» Direction: Count the lines in the records below that contain the string "desk", matching case exactly, and give only the number.

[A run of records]
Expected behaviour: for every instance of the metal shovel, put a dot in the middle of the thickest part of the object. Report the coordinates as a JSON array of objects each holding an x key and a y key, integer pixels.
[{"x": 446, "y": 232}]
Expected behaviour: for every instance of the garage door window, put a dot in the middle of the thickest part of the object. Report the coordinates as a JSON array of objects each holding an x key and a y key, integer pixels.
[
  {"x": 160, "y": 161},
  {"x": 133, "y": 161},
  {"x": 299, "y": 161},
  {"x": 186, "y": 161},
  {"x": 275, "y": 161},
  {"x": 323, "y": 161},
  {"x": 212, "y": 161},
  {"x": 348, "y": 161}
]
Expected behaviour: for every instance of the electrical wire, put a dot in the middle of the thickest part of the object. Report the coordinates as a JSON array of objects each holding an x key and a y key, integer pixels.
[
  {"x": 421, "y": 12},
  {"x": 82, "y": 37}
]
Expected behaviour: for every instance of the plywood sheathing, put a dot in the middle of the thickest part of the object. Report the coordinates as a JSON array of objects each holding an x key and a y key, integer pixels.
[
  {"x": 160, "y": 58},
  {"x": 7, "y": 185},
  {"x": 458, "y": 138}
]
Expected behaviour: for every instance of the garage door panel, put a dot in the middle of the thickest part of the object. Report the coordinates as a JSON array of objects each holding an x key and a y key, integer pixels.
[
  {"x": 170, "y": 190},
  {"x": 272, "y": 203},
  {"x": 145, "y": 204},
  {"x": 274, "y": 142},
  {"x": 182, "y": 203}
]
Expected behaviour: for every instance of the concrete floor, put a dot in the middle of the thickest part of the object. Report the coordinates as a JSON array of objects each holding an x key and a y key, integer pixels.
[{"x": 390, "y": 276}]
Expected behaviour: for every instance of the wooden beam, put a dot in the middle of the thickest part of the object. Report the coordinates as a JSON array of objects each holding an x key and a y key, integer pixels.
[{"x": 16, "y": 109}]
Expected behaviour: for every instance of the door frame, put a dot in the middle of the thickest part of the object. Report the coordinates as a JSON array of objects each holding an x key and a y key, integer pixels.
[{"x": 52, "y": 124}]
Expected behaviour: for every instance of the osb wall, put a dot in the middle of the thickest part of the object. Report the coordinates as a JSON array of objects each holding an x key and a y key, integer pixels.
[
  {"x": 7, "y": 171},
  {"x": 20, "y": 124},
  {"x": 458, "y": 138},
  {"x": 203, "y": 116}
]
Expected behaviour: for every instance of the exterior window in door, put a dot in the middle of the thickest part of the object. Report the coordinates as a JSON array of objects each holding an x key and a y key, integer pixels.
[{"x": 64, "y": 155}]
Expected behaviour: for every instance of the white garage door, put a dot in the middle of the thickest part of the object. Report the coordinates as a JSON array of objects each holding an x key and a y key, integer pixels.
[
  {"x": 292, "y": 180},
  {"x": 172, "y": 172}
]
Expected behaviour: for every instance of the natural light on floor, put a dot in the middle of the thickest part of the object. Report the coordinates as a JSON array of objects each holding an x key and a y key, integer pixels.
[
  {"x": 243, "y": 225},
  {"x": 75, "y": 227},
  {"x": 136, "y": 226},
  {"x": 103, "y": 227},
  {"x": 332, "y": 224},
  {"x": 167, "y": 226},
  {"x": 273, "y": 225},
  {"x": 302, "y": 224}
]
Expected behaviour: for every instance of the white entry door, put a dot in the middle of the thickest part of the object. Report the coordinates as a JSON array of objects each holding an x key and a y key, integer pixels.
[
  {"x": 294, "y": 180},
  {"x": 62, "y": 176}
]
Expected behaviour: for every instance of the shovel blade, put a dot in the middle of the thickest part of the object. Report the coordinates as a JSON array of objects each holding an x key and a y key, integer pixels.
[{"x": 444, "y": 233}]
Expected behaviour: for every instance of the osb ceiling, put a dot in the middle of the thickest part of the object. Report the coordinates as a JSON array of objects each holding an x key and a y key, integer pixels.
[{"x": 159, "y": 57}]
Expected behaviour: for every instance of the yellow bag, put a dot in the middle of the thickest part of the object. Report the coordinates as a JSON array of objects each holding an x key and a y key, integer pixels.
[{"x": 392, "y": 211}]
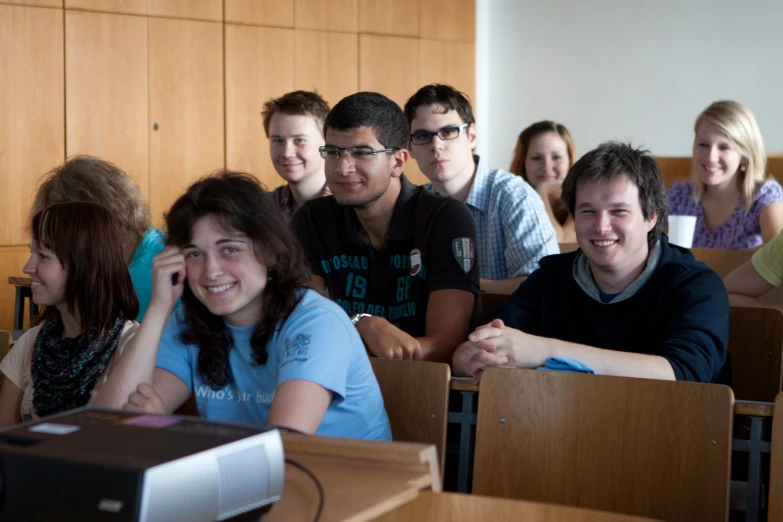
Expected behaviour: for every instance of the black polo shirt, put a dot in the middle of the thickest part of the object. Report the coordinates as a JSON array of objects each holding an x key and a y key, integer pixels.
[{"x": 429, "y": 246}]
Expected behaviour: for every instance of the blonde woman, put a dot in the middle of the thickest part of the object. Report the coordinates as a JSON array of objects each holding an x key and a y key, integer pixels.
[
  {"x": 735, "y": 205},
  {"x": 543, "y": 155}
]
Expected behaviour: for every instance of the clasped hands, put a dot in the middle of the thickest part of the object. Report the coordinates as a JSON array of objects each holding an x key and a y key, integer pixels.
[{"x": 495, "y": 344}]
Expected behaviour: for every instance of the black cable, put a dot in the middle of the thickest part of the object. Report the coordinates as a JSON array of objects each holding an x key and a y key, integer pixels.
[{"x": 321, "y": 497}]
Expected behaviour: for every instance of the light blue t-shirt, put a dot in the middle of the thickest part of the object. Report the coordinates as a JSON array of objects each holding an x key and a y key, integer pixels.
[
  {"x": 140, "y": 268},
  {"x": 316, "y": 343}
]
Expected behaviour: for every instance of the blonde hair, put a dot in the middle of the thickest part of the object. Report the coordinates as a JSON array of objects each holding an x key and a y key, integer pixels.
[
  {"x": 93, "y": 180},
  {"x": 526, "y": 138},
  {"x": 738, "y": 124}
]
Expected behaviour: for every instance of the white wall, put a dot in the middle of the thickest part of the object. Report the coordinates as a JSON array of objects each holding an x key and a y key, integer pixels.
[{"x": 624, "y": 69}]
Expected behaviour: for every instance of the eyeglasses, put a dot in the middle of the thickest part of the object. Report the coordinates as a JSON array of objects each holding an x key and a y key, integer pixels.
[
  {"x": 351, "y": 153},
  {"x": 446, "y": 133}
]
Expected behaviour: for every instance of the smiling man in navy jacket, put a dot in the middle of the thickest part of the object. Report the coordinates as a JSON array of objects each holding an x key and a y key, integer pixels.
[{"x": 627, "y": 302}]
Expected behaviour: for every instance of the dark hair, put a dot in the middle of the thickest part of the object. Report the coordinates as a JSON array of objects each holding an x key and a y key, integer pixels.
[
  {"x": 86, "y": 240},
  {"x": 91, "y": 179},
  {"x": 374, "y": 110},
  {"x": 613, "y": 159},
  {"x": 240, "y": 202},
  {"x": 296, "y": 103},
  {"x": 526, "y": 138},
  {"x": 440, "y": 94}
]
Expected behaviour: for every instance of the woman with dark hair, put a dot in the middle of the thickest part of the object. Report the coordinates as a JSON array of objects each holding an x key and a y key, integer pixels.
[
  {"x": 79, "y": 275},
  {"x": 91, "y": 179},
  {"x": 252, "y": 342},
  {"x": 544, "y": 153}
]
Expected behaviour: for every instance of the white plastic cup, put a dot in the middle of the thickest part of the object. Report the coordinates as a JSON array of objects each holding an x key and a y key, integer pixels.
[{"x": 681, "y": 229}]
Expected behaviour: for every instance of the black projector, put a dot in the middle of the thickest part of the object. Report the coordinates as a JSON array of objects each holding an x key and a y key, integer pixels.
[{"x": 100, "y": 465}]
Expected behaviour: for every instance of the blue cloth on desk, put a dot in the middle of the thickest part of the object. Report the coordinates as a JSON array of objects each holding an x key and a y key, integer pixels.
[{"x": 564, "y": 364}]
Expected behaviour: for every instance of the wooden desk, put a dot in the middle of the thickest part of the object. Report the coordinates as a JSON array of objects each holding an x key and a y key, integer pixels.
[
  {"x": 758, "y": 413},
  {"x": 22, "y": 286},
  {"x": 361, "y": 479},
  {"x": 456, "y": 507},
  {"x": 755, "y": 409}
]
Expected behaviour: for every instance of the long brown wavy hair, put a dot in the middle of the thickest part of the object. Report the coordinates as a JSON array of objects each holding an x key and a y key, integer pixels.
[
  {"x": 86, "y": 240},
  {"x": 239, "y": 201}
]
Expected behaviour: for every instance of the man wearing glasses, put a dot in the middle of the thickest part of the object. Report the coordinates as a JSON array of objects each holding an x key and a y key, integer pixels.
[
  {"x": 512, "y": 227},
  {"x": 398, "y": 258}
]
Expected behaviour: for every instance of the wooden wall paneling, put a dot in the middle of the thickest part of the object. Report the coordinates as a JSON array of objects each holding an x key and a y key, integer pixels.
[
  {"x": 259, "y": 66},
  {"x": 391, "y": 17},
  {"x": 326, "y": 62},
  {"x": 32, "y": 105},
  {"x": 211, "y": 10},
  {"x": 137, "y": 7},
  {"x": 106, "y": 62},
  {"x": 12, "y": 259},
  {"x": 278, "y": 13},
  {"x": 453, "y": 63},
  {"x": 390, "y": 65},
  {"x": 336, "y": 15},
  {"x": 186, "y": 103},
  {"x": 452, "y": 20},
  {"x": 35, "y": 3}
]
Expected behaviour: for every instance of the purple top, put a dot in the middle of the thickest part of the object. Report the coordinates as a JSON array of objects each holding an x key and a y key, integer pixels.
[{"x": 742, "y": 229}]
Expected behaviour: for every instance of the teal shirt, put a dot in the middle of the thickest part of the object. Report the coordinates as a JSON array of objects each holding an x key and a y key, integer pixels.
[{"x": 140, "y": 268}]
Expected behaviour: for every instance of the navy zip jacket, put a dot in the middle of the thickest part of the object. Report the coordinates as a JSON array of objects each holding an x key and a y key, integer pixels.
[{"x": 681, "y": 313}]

...

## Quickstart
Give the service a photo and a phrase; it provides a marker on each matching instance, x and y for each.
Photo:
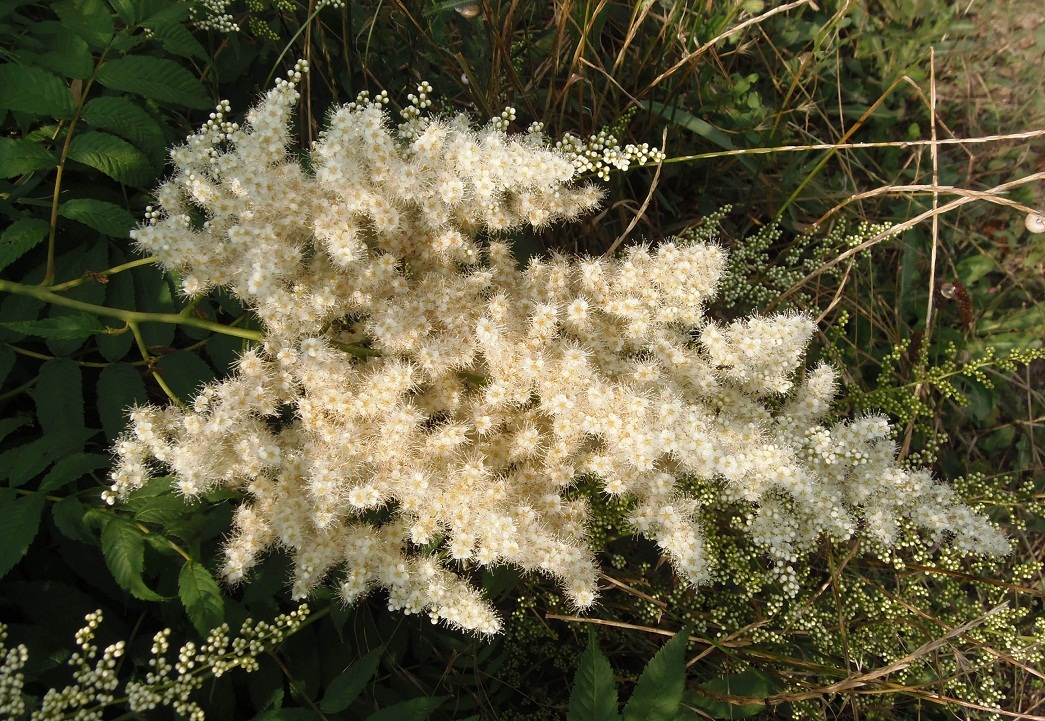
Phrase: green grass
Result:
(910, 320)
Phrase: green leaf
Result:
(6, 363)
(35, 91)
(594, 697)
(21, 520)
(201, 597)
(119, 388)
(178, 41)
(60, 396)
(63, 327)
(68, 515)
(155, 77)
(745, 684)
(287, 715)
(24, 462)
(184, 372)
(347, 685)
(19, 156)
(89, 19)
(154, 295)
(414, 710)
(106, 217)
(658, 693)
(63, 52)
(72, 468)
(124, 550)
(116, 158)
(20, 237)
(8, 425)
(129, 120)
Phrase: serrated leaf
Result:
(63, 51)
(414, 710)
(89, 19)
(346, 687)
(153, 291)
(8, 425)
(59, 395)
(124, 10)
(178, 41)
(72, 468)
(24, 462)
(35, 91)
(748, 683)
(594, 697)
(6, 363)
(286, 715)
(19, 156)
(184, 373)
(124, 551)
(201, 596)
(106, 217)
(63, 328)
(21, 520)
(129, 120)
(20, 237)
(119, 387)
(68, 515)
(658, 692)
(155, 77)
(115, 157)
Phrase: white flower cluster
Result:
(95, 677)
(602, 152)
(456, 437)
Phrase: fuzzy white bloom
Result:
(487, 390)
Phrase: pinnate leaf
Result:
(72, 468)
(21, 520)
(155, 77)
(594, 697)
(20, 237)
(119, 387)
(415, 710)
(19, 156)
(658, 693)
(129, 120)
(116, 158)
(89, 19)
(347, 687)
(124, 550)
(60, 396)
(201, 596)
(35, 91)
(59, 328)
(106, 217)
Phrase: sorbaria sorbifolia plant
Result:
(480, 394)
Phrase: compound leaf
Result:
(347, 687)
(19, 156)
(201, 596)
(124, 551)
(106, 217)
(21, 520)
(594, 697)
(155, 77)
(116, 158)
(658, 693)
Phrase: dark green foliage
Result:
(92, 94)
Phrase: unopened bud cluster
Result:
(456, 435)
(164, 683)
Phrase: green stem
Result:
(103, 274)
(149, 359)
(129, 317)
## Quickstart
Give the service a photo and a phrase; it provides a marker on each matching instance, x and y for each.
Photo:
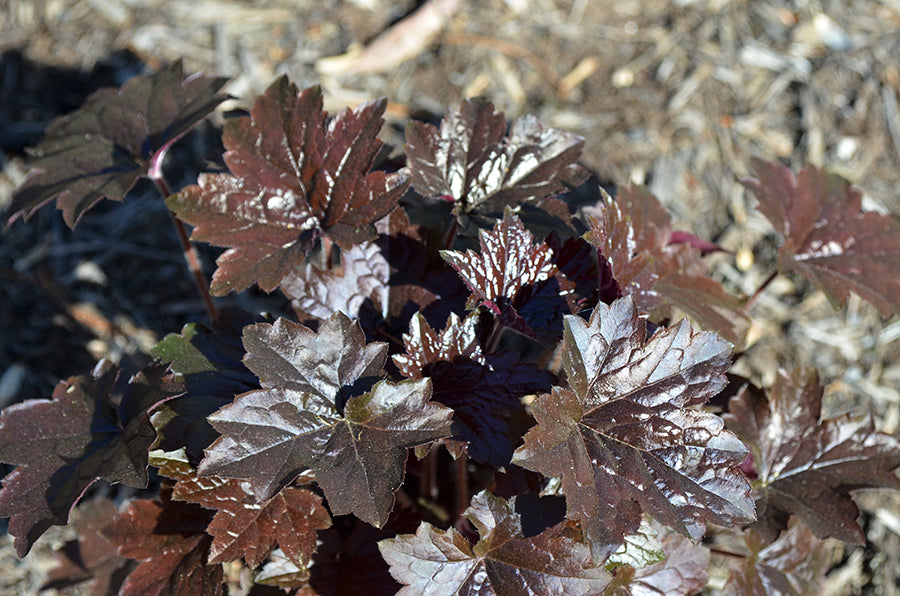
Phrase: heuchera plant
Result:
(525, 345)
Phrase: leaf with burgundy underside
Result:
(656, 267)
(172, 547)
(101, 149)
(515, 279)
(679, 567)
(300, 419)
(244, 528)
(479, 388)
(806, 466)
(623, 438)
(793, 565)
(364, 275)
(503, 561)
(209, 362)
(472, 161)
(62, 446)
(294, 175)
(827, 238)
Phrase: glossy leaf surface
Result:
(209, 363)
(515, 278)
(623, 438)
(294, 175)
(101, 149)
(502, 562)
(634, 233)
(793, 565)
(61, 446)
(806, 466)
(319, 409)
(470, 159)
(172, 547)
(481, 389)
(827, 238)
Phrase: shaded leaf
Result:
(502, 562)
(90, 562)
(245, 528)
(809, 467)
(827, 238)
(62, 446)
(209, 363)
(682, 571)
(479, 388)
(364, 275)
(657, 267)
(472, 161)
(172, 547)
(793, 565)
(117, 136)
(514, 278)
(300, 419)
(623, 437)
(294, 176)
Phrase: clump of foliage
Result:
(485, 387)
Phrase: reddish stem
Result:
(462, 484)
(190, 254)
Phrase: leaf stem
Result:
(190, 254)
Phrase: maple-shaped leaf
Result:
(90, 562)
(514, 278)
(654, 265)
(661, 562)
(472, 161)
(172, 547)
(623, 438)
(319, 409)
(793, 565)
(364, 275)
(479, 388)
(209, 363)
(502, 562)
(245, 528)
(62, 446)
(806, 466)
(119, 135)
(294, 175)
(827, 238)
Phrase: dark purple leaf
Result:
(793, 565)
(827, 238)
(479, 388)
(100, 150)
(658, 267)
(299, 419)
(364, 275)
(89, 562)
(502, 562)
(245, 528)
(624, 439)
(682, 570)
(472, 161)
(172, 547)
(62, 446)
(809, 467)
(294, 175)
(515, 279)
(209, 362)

» Final result: 2